Problem requirements:
Which lines in the records below contain the string "detect", counting only matches with the same case? Copy out each of those lines.

Source material:
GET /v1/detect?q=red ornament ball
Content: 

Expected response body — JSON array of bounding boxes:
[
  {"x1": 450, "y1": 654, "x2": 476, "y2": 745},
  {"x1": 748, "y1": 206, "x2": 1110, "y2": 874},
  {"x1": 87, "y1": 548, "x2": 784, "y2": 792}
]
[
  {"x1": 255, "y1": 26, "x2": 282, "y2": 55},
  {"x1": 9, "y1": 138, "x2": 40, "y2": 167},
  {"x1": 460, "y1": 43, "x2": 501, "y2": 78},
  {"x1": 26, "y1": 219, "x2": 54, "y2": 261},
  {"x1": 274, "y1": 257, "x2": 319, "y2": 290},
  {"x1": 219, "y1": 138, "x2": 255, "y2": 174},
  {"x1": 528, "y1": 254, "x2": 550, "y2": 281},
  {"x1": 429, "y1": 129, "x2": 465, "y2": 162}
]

--

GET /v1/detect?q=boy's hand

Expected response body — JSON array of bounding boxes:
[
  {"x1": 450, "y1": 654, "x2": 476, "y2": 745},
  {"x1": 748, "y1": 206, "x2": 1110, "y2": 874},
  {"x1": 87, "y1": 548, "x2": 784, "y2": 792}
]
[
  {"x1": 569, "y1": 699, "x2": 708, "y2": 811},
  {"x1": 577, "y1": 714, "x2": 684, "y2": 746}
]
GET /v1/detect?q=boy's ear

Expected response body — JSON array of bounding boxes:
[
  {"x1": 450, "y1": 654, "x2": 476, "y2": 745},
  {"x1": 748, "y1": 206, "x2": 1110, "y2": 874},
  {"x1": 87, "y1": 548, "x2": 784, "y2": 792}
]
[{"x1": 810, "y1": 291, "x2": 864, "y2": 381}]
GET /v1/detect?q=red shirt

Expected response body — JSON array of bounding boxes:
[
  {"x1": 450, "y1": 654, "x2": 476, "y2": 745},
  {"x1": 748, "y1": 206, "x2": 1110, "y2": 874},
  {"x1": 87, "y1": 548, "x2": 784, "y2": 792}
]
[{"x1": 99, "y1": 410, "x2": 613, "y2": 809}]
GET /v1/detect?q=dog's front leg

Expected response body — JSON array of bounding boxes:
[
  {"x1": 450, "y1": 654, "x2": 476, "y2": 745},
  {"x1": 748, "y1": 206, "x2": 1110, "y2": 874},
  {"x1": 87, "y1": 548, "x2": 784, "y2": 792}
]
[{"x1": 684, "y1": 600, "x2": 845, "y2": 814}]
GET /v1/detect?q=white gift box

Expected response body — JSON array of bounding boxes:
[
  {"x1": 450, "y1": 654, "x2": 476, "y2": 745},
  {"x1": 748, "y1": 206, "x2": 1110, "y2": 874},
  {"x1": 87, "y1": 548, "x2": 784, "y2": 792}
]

...

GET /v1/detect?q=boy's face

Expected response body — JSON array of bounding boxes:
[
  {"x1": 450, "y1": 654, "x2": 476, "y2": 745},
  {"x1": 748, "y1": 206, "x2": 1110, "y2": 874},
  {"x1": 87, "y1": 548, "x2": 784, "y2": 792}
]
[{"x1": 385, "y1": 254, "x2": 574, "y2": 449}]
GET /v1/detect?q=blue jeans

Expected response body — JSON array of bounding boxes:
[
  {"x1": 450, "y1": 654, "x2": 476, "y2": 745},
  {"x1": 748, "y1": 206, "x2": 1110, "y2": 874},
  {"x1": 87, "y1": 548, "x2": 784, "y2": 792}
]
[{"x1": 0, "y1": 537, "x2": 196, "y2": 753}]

Exercise output:
GET /v1/detect?q=red ornament ball
GET /v1/detect?q=boy's hand
GET /v1/detect?q=boy's ear
GET /v1/detect?q=red shirt
GET /v1/detect?q=dog's front leg
GET /v1/detect?q=white gift box
GET /v1/detect?q=boy's face
GET /v1/detect?q=blue jeans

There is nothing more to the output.